## BEGIN

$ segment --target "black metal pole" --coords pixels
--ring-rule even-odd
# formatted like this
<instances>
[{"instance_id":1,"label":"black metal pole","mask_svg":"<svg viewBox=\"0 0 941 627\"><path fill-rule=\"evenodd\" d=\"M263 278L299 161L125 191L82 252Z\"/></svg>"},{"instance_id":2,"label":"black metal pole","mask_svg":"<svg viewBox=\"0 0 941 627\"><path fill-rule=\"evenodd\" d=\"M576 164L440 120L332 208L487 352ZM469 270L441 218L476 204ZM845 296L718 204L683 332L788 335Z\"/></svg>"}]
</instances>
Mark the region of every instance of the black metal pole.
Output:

## END
## BEGIN

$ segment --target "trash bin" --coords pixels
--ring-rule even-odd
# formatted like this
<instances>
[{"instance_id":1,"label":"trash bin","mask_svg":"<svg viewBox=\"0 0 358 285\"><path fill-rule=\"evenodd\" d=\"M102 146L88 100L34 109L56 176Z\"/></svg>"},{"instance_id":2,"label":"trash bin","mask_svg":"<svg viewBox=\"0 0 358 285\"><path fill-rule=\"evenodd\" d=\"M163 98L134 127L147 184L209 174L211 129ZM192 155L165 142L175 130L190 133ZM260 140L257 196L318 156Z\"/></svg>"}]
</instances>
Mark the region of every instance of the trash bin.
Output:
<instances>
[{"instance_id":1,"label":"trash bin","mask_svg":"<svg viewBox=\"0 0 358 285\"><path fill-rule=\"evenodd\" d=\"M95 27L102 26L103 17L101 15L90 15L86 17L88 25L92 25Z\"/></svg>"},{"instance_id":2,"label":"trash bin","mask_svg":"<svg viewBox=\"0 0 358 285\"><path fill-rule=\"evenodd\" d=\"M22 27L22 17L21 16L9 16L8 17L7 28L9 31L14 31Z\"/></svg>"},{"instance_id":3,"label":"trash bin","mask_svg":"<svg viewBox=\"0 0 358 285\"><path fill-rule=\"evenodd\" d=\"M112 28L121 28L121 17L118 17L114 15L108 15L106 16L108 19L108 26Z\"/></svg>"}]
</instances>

## END
## BEGIN

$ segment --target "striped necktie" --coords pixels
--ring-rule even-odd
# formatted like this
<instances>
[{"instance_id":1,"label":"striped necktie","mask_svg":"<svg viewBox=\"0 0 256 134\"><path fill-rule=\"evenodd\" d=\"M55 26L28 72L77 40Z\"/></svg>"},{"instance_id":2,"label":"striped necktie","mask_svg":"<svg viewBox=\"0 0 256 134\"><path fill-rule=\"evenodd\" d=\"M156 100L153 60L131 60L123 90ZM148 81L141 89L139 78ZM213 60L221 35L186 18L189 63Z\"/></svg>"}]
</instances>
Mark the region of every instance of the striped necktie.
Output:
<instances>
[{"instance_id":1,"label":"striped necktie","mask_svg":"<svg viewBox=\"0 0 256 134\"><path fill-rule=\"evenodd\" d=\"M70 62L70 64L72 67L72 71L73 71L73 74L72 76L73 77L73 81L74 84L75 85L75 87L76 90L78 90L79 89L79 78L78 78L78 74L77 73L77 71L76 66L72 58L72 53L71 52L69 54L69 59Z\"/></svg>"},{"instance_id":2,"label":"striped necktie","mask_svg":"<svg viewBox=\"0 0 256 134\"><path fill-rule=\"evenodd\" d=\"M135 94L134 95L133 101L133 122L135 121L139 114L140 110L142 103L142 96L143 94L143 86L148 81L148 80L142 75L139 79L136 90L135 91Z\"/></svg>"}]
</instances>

## END

Return every line of the data above that contains the string "segment".

* [Answer to the task]
$ segment --target "black metal pole" --coords pixels
$ segment --target "trash bin" --coords pixels
$ segment --target "striped necktie" --coords pixels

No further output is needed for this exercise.